[Required task 1]
Print the paragraph about the used book sale word for word, in full.

About a month ago, THE used book sale came to town. And I mean this was THE granddaddy of all used book sales. I had only been able to attend this annual event one other time - before I was a committed adult (don't make me explain it again), back when I was a teenager and had no husband or kids to whine about how long I was gone. I told my family that I was going to this book sale come hell or high water, and nobody had better call me while I was gone for those few hours of luxury. They do not understand, of course, but they agreed to it.

Contour labeling listing:
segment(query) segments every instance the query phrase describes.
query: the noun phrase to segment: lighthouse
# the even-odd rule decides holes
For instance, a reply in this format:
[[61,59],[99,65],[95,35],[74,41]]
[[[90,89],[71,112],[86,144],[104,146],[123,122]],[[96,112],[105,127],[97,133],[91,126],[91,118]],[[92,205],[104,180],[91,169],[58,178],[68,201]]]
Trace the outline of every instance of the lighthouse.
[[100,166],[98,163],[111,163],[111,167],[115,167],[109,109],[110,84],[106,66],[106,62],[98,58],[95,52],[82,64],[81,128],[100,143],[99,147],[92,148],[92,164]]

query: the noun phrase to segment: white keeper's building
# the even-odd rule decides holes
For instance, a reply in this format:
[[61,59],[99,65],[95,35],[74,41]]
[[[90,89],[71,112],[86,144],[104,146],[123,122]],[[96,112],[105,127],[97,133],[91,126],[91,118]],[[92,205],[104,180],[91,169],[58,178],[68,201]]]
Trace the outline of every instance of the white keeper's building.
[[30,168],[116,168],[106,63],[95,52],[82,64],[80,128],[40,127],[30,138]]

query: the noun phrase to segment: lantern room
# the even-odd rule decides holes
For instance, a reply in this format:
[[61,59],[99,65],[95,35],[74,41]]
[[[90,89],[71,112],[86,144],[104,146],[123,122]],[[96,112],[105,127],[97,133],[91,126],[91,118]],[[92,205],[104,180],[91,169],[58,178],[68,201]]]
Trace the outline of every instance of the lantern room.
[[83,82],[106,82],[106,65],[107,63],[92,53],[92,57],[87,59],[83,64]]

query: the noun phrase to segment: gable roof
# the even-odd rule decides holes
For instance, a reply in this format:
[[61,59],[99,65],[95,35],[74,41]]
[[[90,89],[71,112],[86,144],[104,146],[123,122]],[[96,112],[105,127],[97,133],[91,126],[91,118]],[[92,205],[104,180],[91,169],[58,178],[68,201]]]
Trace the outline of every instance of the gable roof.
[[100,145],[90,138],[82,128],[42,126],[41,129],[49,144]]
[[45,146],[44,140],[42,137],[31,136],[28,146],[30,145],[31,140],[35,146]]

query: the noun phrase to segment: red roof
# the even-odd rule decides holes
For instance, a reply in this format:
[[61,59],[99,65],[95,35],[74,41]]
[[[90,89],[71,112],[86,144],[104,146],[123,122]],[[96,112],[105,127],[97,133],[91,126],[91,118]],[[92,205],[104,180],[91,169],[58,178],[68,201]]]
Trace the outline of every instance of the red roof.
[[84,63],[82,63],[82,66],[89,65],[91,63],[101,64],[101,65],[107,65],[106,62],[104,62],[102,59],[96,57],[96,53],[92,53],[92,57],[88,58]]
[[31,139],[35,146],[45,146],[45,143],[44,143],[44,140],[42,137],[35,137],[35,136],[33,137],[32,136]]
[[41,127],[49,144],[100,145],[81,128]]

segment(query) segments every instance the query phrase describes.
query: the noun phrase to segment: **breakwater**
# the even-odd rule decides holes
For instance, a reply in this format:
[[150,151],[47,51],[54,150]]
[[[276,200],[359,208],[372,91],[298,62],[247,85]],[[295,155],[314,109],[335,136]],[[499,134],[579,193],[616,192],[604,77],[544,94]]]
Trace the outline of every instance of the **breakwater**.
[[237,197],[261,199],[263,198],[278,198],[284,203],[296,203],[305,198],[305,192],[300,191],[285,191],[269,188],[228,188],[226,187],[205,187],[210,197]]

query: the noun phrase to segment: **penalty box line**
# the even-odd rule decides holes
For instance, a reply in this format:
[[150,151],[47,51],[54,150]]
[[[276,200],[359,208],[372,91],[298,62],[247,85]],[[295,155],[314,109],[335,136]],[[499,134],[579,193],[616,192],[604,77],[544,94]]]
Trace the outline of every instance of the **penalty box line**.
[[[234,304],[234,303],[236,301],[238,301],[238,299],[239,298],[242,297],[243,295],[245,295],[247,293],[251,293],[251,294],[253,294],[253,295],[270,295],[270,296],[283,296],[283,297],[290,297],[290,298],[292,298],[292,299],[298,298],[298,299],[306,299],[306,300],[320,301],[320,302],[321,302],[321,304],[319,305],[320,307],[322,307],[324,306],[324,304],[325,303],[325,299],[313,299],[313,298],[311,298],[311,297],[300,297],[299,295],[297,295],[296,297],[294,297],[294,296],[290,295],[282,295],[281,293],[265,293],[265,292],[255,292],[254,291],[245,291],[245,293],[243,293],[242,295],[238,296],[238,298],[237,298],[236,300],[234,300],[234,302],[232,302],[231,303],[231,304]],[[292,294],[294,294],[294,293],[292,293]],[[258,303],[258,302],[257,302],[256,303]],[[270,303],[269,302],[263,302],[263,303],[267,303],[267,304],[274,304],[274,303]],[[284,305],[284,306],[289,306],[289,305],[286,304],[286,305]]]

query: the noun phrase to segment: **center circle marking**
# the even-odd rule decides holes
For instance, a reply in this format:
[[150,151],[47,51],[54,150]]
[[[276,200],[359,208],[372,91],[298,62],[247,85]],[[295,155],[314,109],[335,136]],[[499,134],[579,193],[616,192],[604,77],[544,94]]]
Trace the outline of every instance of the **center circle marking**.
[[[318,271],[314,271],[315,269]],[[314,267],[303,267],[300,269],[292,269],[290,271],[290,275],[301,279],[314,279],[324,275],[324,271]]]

[Required task 2]
Please output only the stretch of the listing from the line containing "query: the noun phrase to segment: gable roof" through the line containing "[[41,127],[49,144],[100,145],[81,128]]", including both of those lines and reproducing every line verbatim.

[Full answer 1]
About a month ago, THE used book sale came to town. And I mean this was THE granddaddy of all used book sales. I had only been able to attend this annual event one other time - before I was a committed adult (don't make me explain it again), back when I was a teenager and had no husband or kids to whine about how long I was gone. I told my family that I was going to this book sale come hell or high water, and nobody had better call me while I was gone for those few hours of luxury. They do not understand, of course, but they agreed to it.

[Full answer 2]
query: the noun phrase to segment: gable roof
# the even-odd rule decides holes
For instance, a reply in this format:
[[61,59],[99,65],[95,35],[74,41]]
[[[90,89],[71,112],[86,144],[104,146],[123,122]],[[96,112],[105,127],[97,133],[91,126],[91,118]],[[92,205],[104,180],[91,169],[58,178],[68,201]]]
Trace the outline of every instance of the gable roof.
[[100,145],[90,138],[82,128],[42,126],[41,129],[49,144]]
[[45,146],[44,140],[42,137],[31,136],[28,146],[30,145],[31,140],[35,146]]

query: the noun phrase to segment: red roof
# the even-odd rule decides holes
For instance, a reply in this format:
[[61,59],[99,65],[95,35],[74,41]]
[[[90,89],[71,112],[86,144],[104,146],[123,122]],[[96,112],[105,127],[97,133],[91,126],[91,118]],[[92,205],[104,180],[91,169],[58,178],[68,201]]]
Trace the outline of every instance of the red roof.
[[84,63],[82,63],[82,66],[89,65],[91,63],[101,64],[101,65],[107,65],[106,62],[104,62],[102,59],[96,57],[96,53],[92,53],[92,57],[88,58]]
[[31,139],[35,146],[45,146],[45,143],[44,143],[44,140],[42,137],[35,137],[35,136],[33,137],[32,136]]
[[41,127],[49,144],[100,145],[81,128]]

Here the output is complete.